> **Source material**
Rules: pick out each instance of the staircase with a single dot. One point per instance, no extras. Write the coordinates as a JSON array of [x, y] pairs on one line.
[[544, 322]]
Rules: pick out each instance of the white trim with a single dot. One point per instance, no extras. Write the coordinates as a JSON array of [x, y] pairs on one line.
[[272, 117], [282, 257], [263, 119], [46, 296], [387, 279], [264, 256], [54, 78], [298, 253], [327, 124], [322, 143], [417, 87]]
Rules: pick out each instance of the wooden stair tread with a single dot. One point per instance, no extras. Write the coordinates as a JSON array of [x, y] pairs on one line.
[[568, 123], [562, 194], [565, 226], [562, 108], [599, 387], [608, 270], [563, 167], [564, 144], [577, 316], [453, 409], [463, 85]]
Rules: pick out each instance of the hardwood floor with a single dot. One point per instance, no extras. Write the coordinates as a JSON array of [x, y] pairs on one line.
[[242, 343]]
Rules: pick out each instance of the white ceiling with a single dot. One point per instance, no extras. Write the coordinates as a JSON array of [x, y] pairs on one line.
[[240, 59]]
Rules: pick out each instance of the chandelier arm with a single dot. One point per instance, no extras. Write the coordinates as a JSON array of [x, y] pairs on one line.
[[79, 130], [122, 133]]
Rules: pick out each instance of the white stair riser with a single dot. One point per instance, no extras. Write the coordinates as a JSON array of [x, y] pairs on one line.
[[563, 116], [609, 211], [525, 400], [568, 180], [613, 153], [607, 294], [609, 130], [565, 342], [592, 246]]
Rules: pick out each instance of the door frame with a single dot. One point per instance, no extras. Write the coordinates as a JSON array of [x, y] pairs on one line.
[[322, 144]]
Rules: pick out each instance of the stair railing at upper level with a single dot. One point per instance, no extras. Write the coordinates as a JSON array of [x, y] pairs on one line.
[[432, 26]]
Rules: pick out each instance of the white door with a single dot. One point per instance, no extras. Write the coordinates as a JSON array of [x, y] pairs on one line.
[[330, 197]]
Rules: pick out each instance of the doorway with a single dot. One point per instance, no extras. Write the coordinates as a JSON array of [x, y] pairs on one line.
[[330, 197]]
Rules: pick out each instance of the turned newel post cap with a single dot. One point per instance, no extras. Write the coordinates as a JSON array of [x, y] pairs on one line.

> **Work to be completed**
Set down the material above again, word for word.

> **Written response**
Rules: pick out each instance of the staircase with a single dot. One point per instance, no extras. Write the coordinates as a JSON array of [x, y] pairs on one line.
[[544, 322]]
Rules: pick out each instance of the white trim with a single dot. One point per instance, no extras. Write the coordinates as a JSON array of [x, y] pairs on one line.
[[272, 117], [282, 257], [263, 119], [46, 296], [387, 279], [264, 256], [54, 78], [298, 253], [327, 124], [322, 143], [417, 87]]
Rules: pick out each instance of the wooden stair tread with a single dot. One point per instance, no extras. Write the coordinates as a JSON array of [x, y] pairs on one line.
[[568, 123], [562, 194], [565, 226], [562, 108], [599, 387], [608, 270], [563, 167], [564, 144], [577, 316], [453, 409], [463, 85]]
Rules: pick out each instance of the hardwood floor with a single dot. One point per instance, no extras. Write the coordinates as a JSON array of [x, y] pairs on one line.
[[242, 343]]
Rules: pick out each instance of the white ceiling with a single dot. One point per instance, no extras. Write the coordinates as a JSON array of [x, y] pairs on one line.
[[240, 59]]
Rules: pick out each instance of the chandelier arm with a single dot. One point per instance, no extras. Write the coordinates as a JSON array of [x, y] pairs on one line.
[[79, 130], [122, 133]]
Rules: pick out each instance of the white stair riser with a single dot. One point per instance, no extras. Write the coordinates as a JSON array of [x, y] pairs on one line.
[[563, 116], [609, 211], [525, 400], [568, 180], [613, 153], [607, 294], [609, 130], [565, 342], [592, 246]]
Rules: pick out each instance of the door frame with a single dot. One point per instance, no extras. Write the coordinates as a JSON array of [x, y] pairs on one line.
[[322, 144]]
Rules: pick out each instance of the stair railing at upper level with a single dot. One point per instance, no extras. Write the coordinates as a JSON array of [x, y] pairs on one line.
[[432, 26]]
Rules: pick out each instance of the white door with a single dot. One point per instance, no extras. Write the coordinates as a JSON array of [x, y] pairs on one line.
[[330, 197]]
Rules: pick out each instance of the doorway with a single dot. One point per instance, no extras. Write the coordinates as a JSON array of [x, y] pairs on one line.
[[330, 197]]
Rules: pick out each instance of the turned newel post cap with a single dot. One point per instance, no extras. Write the coordinates as a JSON array of [x, y] pairs on one line.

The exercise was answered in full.